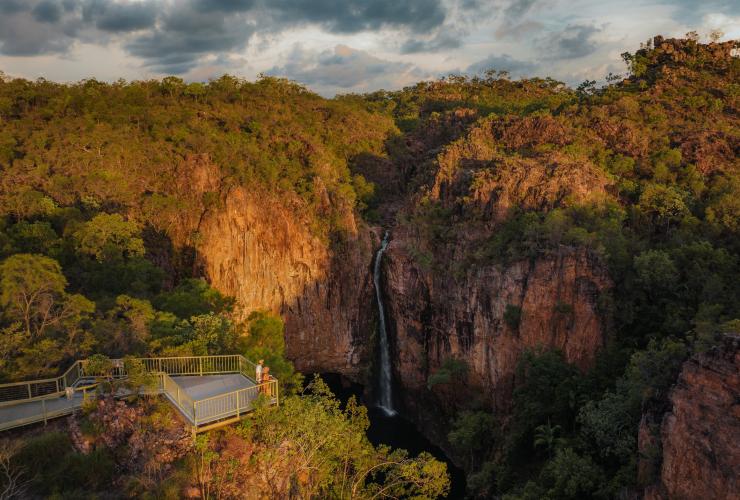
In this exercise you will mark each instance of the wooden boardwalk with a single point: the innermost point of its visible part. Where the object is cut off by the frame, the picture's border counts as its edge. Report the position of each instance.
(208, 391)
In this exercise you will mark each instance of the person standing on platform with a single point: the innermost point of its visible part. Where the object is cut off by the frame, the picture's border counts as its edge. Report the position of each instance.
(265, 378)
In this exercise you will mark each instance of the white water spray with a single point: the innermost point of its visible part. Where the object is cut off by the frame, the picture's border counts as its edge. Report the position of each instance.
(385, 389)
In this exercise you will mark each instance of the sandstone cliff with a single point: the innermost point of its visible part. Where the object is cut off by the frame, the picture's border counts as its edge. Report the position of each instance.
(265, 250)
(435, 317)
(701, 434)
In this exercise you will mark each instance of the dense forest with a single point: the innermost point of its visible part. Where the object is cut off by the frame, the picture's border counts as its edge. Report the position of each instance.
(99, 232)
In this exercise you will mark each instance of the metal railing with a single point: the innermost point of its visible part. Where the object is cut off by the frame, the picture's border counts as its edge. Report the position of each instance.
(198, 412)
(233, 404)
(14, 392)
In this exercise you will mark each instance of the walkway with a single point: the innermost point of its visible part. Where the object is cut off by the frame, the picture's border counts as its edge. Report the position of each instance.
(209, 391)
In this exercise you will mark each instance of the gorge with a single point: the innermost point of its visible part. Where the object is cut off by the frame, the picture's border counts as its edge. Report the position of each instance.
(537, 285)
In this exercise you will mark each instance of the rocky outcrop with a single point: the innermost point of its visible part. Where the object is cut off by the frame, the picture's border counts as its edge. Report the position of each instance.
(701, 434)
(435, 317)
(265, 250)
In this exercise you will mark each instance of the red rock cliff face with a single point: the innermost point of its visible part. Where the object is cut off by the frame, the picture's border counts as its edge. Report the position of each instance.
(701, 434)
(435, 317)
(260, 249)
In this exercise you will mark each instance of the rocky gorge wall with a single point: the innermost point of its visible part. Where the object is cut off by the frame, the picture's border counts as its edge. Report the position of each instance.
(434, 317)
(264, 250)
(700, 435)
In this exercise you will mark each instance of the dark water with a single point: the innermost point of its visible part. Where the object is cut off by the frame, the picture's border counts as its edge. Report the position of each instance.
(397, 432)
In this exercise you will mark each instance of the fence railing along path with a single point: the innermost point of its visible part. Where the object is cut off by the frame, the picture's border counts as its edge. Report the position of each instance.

++++++++++++++++++++

REQUIRED WORK: The result should be all the records, retyped exactly, with no pictures among them.

ANSWER SECTION:
In this exercise you will mark each instance of the wooden boardwalk with a single point: the innermost point of its visible part. Where the object is cut off by the frame, the picture's border counts as its edge. Report the position of each instance.
(208, 391)
In this exercise you will mark each instance of the person standing on platform with a single point: the innermost point of its visible part. Where the object is cut off by the frame, the picture's border counts as its edge. Report the position of each instance.
(265, 378)
In this exercise you will mark each instance of the white water spray with a single point: the innermost point of its visible part. Where the object is cut off by the frame, the picture's border counts as its edge. Report the position of each instance.
(385, 389)
In this exercise you will mark each instance of the sandstone cliff with a single point: the innermost point of its visible part. Where the object is cut off by the frame, the picture's border counts as its edge. Report the position of each instance.
(265, 250)
(435, 317)
(701, 434)
In this exercise you will mark each instance of the dense forest with a single point: the innermost point of its visible part. Where the object is cut off by the frame, the picture's border counts as its edge. Report the position of each instance.
(99, 232)
In this exercise you will mark each instance of the metal railing with a single point: the innermost point of its visible part. Where the object is cut off by the frame, the picture's border counts as its edge. Report the position of each instance.
(198, 412)
(233, 404)
(14, 392)
In this exercise you will mark each instance of the walkway with a single point: the innermost point of its visible part. Where the object is cut off by the frame, the picture's border counts as its edge. Report the position of each instance.
(209, 391)
In this exercise you will mark each instance of the gorge with a single point: the innermost point of its visible part. Where the object is cut off by the frame, the picture's border counts as its edge. Report the position of each instance.
(537, 285)
In this exercise you will mark each instance of the rocky outcrop with a single point: the innermost point of its visible part. Where the object is cut off by the frame, the picture's border counts as its edge. Report the position of each instance.
(701, 434)
(435, 317)
(265, 250)
In this exercise you will mark each instance of the red rock cliff face with a single point: the innermost point of its visible part. Where the object is cut off by the frame, the picture's border counts as its edge. Report the position of each instance.
(701, 434)
(435, 317)
(260, 249)
In this exercise you will mark each instance of the rocky gorge wall with a single point: the innermost point of its visible part. Where the object is cut off by the frame, the picture's border counts as its edge. Report the position of each instance.
(434, 317)
(264, 250)
(700, 435)
In this exercise you will mark each instance of the dark water with a single point: the innermost point of its visible part. Where the object is cut off by the frame, the picture's border counts as its edge. Report the position of each instance.
(397, 432)
In this exercise you will mark each instance of the fence railing along path with a single point: the innermost point of its visible part. Where the object is cut off by the frame, the picture's border counts as its edge. Report the position of each instance.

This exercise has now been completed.